* **WHAT THIS TASK INVOLVES**
Your transcription must include every record word for word and no pictures.

[RECORDS FOR PROCESSING — start]

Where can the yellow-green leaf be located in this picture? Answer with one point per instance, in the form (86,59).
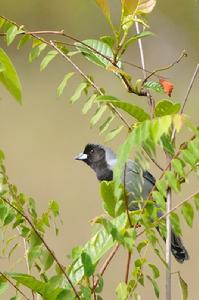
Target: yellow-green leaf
(103,4)
(9,77)
(146,6)
(63,83)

[RECORDS FOR PROCESSING — finish]

* **OUTPUT**
Where can the yellow-green leaf be located in this picture? Answer with one point per instance, in the form (86,59).
Target: yellow-green leaf
(103,4)
(9,77)
(146,6)
(63,83)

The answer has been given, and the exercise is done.